Text:

§

All of lore.kernel.org
 help / color / mirror / Atom feed
* [bug report] misc/fsck.c: Processes may kill other processes.
@ 2022-09-29  7:39 zhanchengbin
  2022-09-29 11:28 ` Lukas Czerner
  0 siblings, 1 reply; 7+ messages in thread
From: zhanchengbin @ 2022-09-29  7:39 UTC (permalink / raw)
  To: Theodore Ts'o; +Cc: linux-ext4, liuzhiqiang26, linfeilong

Hi Tytso,
I find a error in misc/fsck.c, if run the fsck -N command, processes
don't execute, just show what would be done. However, the pid whose
value is -1 is added to the instance_list list in the execute
function,if the kill_all function is called later, kill(-1, signum)
is executed, Signals are sent to all processes except the number one
process and itself. Other processes will be killed if they use the
default signal processing function.

execute:
     if (noexecute)
         pid = -1;
     inst->pid = pid;
     // Find the end of the list, so we add the instance on at the end.

kill_all:
     for (inst = instance_list; inst; inst = inst->next) {
         kill(inst->pid, signum);
     }

misc/fsck.c:
main:
     ->PRS
         case 'N':
             noexecute++;
     for (num_devices) {
         if (cancel_requested) {
             ->kill_all(SIGTERM);
         }
         ->fsck_device
             ->execute
     }

(gdb) bt
#0  execute (type=<optimized out>, type@entry=0x412cd0 "ext4", 
device=0x412b00 "/root/a.img", mntpt=<optimized out>, 
interactive=interactive@entry=1) at fsck.c:523
#1  0x0000000000404959 in fsck_device (fs=fs@entry=0x412ac0, 
interactive=interactive@entry=1) at fsck.c:727
#2  0x0000000000402704 in main (argc=<optimized out>, argv=<optimized 
out>) at fsck.c:1333
(gdb) p inst->pid
$7 = -1

regards,
Zhan Chengbin

^ permalink raw reply	[flat|nested] 7+ messages in thread

* Re: [bug report] misc/fsck.c: Processes may kill other processes.
  2022-09-29  7:39 [bug report] misc/fsck.c: Processes may kill other processes zhanchengbin
@ 2022-09-29 11:28 ` Lukas Czerner
  2022-09-30  1:42   ` zhanchengbin
  0 siblings, 1 reply; 7+ messages in thread
From: Lukas Czerner @ 2022-09-29 11:28 UTC (permalink / raw)

§

Problem A: Count the lines in the records that contain the word "dirt" and give only that number.
The records have no connection to the text above them.

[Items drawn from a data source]
§

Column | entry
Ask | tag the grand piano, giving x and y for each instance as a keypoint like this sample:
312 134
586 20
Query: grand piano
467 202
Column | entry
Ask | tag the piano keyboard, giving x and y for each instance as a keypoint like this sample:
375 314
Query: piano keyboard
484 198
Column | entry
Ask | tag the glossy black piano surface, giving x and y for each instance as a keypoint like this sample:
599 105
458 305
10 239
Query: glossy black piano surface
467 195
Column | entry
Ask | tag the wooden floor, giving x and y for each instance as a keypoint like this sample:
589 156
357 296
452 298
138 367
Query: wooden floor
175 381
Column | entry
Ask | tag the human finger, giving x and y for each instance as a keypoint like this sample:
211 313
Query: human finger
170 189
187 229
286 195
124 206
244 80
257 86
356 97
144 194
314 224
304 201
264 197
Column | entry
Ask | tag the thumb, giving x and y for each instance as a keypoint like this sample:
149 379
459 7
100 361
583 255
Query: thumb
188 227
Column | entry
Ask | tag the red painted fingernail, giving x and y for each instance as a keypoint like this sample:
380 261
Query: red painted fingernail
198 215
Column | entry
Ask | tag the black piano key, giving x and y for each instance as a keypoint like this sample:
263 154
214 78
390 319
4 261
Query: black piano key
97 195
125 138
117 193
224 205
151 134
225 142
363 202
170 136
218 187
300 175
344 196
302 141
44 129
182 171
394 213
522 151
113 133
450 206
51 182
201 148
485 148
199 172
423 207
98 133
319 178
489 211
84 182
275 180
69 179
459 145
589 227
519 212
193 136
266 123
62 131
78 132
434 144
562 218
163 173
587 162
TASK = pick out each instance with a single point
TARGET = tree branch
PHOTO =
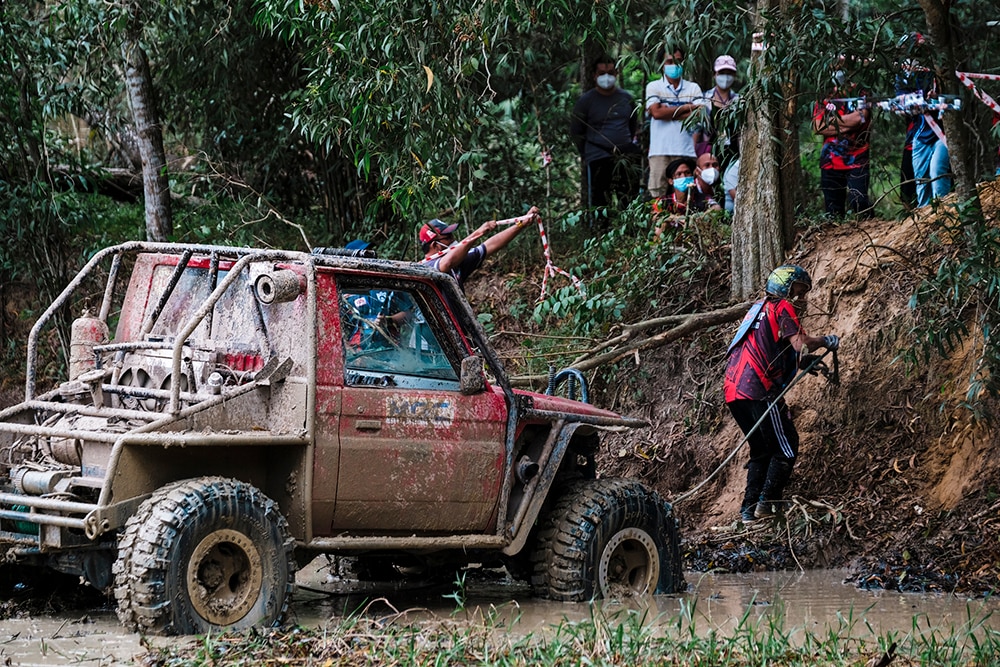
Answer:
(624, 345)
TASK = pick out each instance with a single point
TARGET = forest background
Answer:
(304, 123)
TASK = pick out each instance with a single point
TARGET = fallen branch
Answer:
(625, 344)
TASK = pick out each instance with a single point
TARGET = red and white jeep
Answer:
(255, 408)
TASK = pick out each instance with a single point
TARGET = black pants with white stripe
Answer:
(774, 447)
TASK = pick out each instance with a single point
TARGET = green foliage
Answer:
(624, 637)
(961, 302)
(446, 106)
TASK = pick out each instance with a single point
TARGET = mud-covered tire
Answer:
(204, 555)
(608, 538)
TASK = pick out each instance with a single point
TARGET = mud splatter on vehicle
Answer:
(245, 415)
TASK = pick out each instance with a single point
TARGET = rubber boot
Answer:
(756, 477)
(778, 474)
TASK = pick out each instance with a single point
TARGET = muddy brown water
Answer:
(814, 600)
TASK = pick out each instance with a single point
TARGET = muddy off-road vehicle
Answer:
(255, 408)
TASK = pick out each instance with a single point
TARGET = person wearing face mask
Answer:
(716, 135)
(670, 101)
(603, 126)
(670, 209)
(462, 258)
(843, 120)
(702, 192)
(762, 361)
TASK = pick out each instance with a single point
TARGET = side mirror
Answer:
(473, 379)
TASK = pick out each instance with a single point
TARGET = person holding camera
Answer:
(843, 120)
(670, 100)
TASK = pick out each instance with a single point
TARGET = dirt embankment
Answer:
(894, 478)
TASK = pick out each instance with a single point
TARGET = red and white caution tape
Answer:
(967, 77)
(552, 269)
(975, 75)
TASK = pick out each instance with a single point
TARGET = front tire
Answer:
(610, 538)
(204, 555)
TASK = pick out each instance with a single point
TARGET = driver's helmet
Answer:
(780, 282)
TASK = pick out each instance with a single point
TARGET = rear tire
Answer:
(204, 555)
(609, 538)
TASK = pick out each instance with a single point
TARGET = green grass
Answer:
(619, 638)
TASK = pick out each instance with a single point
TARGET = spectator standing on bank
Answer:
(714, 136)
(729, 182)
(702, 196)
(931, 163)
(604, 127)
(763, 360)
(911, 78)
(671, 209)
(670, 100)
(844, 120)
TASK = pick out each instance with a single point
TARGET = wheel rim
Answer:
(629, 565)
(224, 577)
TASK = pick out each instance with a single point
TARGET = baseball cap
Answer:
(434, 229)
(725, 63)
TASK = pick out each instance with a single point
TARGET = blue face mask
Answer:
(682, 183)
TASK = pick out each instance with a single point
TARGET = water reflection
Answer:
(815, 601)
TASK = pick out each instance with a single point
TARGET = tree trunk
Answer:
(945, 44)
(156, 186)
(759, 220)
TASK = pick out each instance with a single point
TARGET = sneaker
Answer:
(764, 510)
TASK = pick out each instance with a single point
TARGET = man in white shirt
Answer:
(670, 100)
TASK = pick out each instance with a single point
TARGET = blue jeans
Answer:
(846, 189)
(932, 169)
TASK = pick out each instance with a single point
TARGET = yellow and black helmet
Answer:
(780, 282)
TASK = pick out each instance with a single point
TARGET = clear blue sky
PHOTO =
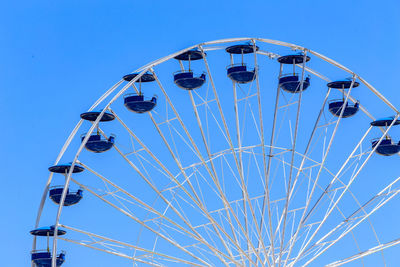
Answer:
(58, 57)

§

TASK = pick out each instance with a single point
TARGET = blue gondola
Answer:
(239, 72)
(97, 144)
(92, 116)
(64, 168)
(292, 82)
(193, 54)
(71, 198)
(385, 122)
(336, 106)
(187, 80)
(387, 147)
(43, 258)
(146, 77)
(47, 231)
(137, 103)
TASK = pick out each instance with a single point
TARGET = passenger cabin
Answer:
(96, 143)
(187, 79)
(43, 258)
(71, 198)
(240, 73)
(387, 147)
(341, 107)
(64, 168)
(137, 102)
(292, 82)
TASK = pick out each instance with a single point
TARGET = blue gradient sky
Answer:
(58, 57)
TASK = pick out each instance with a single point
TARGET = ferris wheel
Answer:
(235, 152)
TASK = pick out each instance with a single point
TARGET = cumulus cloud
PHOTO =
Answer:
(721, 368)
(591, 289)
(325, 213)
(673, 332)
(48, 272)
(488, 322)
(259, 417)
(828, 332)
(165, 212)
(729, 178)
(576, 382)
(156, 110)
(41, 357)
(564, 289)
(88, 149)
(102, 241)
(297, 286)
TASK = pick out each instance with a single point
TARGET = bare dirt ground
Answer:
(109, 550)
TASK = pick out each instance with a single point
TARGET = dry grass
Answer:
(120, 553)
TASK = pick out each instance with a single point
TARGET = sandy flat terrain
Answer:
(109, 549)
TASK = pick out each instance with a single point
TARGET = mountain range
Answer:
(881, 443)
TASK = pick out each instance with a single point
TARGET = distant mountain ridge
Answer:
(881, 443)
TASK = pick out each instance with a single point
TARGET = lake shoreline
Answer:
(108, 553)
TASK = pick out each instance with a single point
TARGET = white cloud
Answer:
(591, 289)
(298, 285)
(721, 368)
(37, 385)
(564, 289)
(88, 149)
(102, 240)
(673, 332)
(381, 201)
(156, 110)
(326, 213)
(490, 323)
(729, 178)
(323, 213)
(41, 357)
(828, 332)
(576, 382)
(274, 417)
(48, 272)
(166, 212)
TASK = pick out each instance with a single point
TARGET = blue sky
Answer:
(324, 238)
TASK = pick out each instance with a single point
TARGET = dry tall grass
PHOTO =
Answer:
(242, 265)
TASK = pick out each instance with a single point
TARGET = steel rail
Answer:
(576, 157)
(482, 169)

§

Problem B: In the fsck bug report, copy word for word the passage between "All of lore.kernel.org" and "later, kill(-1, signum)", inclusive.

Output A: 2

Output B:
All of lore.kernel.org
 help / color / mirror / Atom feed
* [bug report] misc/fsck.c: Processes may kill other processes.
@ 2022-09-29  7:39 zhanchengbin
  2022-09-29 11:28 ` Lukas Czerner
  0 siblings, 1 reply; 7+ messages in thread
From: zhanchengbin @ 2022-09-29  7:39 UTC (permalink / raw)
  To: Theodore Ts'o; +Cc: linux-ext4, liuzhiqiang26, linfeilong

Hi Tytso,
I find a error in misc/fsck.c, if run the fsck -N command, processes
don't execute, just show what would be done. However, the pid whose
value is -1 is added to the instance_list list in the execute
function,if the kill_all function is called later, kill(-1, signum)